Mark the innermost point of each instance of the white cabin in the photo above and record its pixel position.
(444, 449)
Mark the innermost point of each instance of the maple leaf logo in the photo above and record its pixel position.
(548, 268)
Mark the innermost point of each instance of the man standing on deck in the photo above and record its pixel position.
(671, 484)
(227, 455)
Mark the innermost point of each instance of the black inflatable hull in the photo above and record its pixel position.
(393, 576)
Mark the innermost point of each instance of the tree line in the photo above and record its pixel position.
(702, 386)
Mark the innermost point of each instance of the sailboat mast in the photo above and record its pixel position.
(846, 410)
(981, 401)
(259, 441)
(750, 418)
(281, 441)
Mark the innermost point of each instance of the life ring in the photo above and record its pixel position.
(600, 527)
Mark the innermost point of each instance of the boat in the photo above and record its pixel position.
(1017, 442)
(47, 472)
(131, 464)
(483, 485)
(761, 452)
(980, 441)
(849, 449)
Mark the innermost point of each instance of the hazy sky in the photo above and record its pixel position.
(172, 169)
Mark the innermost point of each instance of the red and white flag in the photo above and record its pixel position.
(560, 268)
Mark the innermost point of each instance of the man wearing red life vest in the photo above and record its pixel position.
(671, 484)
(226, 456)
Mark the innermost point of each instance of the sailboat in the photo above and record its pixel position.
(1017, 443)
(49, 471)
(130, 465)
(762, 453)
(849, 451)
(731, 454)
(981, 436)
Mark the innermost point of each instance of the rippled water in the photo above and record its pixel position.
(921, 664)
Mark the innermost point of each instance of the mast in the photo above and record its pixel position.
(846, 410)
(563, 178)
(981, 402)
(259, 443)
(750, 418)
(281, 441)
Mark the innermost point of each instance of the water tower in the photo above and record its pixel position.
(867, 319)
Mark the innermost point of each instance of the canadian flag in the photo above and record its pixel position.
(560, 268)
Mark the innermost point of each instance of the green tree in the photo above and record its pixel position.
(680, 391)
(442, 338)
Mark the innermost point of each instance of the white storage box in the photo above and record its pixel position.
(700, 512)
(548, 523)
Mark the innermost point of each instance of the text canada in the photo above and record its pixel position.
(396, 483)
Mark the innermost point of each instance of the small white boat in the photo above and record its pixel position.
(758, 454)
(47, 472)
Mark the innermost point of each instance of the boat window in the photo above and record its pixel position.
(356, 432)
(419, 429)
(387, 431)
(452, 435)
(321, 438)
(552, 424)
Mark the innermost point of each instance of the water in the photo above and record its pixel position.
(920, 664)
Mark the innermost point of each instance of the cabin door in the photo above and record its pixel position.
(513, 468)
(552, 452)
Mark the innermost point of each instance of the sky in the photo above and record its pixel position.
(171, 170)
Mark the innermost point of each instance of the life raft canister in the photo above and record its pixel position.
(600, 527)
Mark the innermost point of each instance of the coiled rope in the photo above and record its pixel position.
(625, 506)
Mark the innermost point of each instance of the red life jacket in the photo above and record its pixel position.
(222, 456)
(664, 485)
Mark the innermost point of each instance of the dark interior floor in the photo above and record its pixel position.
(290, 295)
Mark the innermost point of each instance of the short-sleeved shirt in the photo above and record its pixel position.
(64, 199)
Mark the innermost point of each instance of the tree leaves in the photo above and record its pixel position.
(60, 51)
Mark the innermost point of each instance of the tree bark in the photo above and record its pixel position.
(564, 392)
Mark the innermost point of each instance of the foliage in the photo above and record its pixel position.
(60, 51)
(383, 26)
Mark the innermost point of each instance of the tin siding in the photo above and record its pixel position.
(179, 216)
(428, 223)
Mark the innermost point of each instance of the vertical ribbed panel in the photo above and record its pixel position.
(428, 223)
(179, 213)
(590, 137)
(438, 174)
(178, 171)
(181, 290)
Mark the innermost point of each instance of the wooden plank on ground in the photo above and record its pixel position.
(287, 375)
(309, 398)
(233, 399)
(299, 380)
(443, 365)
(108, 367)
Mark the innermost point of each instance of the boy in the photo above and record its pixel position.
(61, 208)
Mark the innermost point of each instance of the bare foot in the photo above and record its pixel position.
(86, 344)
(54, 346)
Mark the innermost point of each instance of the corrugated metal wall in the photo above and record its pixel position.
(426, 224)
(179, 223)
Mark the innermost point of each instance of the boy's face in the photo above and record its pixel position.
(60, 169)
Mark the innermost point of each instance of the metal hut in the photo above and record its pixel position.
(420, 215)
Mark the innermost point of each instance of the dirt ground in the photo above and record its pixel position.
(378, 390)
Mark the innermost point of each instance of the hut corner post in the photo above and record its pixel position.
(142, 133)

### Directions for this task
What you should produce is an exact copy of the records above.

### Answer box
Mark the innermost point of each instance of the white cabin in the photo above and record its pixel position.
(444, 449)
Mark the innermost point of each instance of the maple leaf logo in the photo above and record its pixel position.
(548, 268)
Mark the innermost point of each instance of the man standing on deck in the photo above and record its pixel position.
(671, 484)
(227, 455)
Mark the innermost point of each instance of the black inflatable hull in the photo above and record its pixel position.
(393, 576)
Mark the innermost point of each instance of the tree line in the photo above and record its pixel position.
(702, 386)
Mark the innermost point of each instance of the sailboat mast in the photo above and record its pixel position.
(846, 410)
(981, 401)
(259, 441)
(750, 418)
(281, 441)
Mark the innermost point of each instance of the life ring in the photo above and record its pixel position.
(600, 527)
Mark the innermost point of each instance of the boat in the photo above and record its pixel position.
(1017, 442)
(47, 472)
(131, 464)
(483, 485)
(761, 452)
(980, 441)
(849, 449)
Mark the innermost point of each instance of the hazy sky in the photo above and record its pixel position.
(172, 169)
Mark the innermost point of each instance of the red and white flag in the photo above and record its pixel position.
(560, 268)
Mark the innermost point of each instance of the man wearing red life vest in the photo above and record its pixel position.
(671, 484)
(226, 456)
Mark the innermost point of each instance of the sailboat in the photo above and record its pixel position.
(1017, 443)
(49, 471)
(130, 465)
(762, 453)
(849, 451)
(731, 454)
(981, 436)
Mark the innermost point of each instance of the rippled water in the photo above and record its pixel position.
(921, 664)
Mark the innermost point of each instance of the mast in the photo above and record its pixel position.
(846, 410)
(563, 178)
(981, 402)
(259, 443)
(750, 418)
(281, 441)
Mark the innermost point of each instance of the water tower in the photo above and record its pixel position.
(867, 319)
Mark the innermost point of each instance of the canadian flag in the photo above and record its pixel position.
(560, 268)
Mark the innermost point of each instance of the green tree in the photo above and record its pixel position.
(680, 391)
(442, 338)
Mark the innermost point of each instance of the white storage box in the photo above and record its pixel position.
(700, 512)
(548, 523)
Mark the innermost point of each instance of the text canada in the photo above and record its pixel position.
(396, 483)
Mark the innermost point of each instance of the small white boat in the photo above and record its pixel position.
(758, 454)
(47, 472)
Mark the innermost point of each instance of the boat window in the photo above and record its pixel position.
(356, 432)
(419, 429)
(387, 431)
(452, 435)
(321, 438)
(552, 424)
Mark the innermost point of each instance of the water in the photo above and record its pixel position.
(920, 664)
Mark the innermost point of each instance of the cabin door in the photo above and record its pixel position.
(513, 468)
(552, 452)
Mark the innermost point of each instance of the sky in the photo above and record its pixel position.
(171, 170)
Mark the innermost point of each instance of the life raft canister in the photo above and record its pixel position.
(600, 527)
Mark the innermost point of each instance of the coiled rope in the photo above and record its pixel position.
(625, 506)
Mark the innermost point of each instance of the red life jacket in the photo above and record its pixel position.
(222, 456)
(664, 485)
Mark the innermost point of each instance of the dark interior floor in the photo above and record its pixel position.
(290, 295)
Mark the innermost point of each instance of the short-sleeved shirt in the photo above and record its pixel position.
(64, 199)
Mark the innermost point of each instance of the tree leaves in the photo above and record its pixel position.
(60, 51)
Mark the innermost point of each instance of the tree bark in the photo above and record its pixel position.
(564, 392)
Mark the innermost point of each instance of the foliage in the photo above and record its pixel position.
(60, 51)
(383, 26)
Mark the innermost point of each instance of the tin siding in the photo above and record its pixel position.
(179, 216)
(428, 223)
Mark the innermost point of each instance of the vertical ribbed panel in the photo above and record its pixel position.
(428, 223)
(179, 213)
(590, 137)
(438, 174)
(178, 171)
(181, 290)
Mark the innermost point of each instance of the wooden plank on ground in the photo above and record its pixel position.
(287, 375)
(309, 398)
(233, 399)
(299, 380)
(443, 365)
(108, 367)
Mark the innermost point of each instance of the boy in the photo above and record its pixel position.
(61, 208)
Mark the innermost point of each instance of the bare foot in the photo above and record its pixel position.
(86, 344)
(54, 346)
Mark the innermost point of each instance of the corrugated metal wall in the photo above and record its pixel position.
(426, 224)
(179, 223)
Mark the innermost point of each instance of the boy's face in the photo above and record its pixel position.
(60, 169)
Mark the innermost point of each instance of the metal hut in the photo above and record its pixel position.
(420, 215)
Mark the innermost point of each instance of the dirt ground in the photo above and record its pixel position.
(378, 390)
Mark the innermost point of each instance of the hut corner post in the photo above and record its pixel position.
(142, 133)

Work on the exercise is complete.